Exclude any images and output the remaining records exactly.

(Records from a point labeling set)

::::

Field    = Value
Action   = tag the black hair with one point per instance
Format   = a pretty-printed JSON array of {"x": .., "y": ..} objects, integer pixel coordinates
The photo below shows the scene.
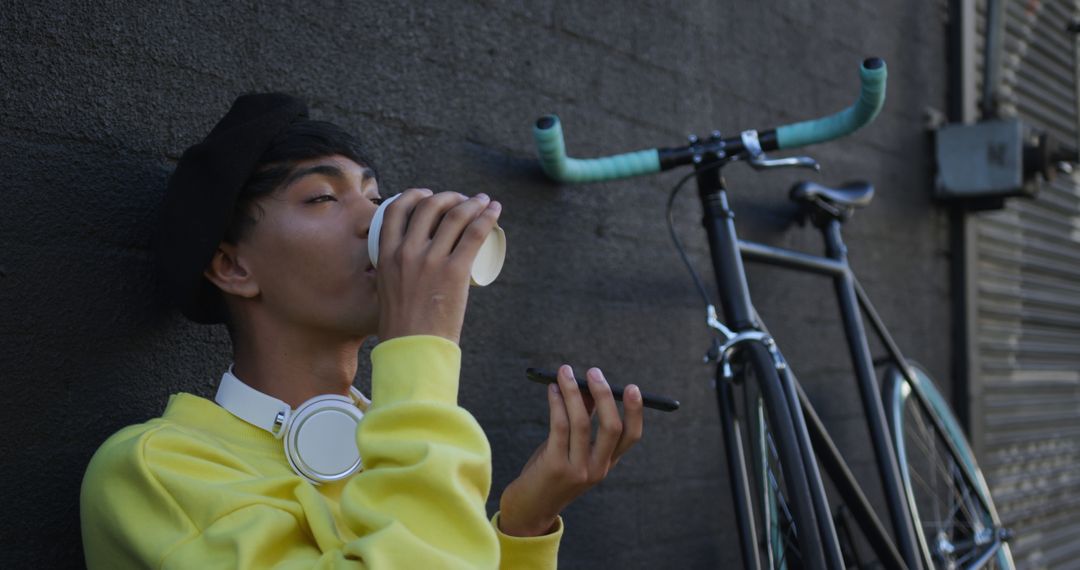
[{"x": 299, "y": 141}]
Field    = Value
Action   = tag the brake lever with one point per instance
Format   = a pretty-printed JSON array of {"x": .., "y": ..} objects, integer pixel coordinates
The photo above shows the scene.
[{"x": 763, "y": 163}]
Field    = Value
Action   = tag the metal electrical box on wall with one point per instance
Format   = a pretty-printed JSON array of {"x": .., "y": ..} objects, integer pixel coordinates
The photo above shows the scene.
[{"x": 982, "y": 160}]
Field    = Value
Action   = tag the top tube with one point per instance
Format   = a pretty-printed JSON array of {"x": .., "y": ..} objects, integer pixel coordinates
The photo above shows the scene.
[{"x": 551, "y": 146}]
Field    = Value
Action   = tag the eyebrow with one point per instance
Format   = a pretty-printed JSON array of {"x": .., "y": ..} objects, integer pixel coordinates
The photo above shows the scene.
[{"x": 325, "y": 170}]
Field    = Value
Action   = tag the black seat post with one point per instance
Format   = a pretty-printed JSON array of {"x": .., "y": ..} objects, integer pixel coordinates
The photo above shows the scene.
[{"x": 834, "y": 241}]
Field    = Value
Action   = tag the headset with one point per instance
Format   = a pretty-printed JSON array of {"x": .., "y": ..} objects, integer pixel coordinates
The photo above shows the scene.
[{"x": 320, "y": 436}]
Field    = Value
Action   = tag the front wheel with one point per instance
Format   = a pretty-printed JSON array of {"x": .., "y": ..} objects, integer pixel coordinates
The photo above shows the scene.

::::

▶ [The solution]
Field    = Value
Action   = tag the black hair with one point per instance
Format   = a pretty-printed JSON array of {"x": .., "y": ..} objects, integer pixel coordinates
The photo below shows the scene.
[{"x": 299, "y": 141}]
Field    = Value
Action   = tag the brake lever with one point per instance
Format   = a pretty-printed JSON array of {"x": .., "y": ..} objects, integer pixel coordinates
The photo above shows the scene.
[{"x": 763, "y": 163}]
Field    = Value
Action   = tag the metal electrical box on wall with one point per instance
Format   = a pretty-printed JSON array of {"x": .., "y": ..} objects, integer pixel coordinates
The photo above shows the scene.
[{"x": 982, "y": 160}]
Field    = Value
Action   = tag the top tube with one point per instance
Format   = a pretty-printed JSON array of {"x": .., "y": ..} objects, integer pixel coordinates
The photo above shows the scene.
[{"x": 551, "y": 146}]
Field    = Value
Action   = tag the eyebrow with one point per instance
Format   = a pretty-printed JSON array of {"x": .., "y": ..} objects, integer pixel coordinates
The photo above shows the scene.
[{"x": 325, "y": 170}]
Field    = Value
Action   = tag the black seat post with one point per instance
Format   = a pretty-printed JSON array of {"x": .., "y": ..} objects, integer pixel coordinates
The photo above shows the scene.
[{"x": 834, "y": 241}]
Field    = Value
Action   = tag the headset with one point per instance
Format   = a pretty-printed JSON array of {"x": .., "y": ..} objects, integer pixel coordinates
The photo above shows the scene.
[{"x": 320, "y": 436}]
Field    = Value
Action   = tag the front wheel with one point per instance
Format   = a pretty-printed JSON array of {"x": .., "y": ..} objects, integer pixel coordinates
The photo above shows the scene.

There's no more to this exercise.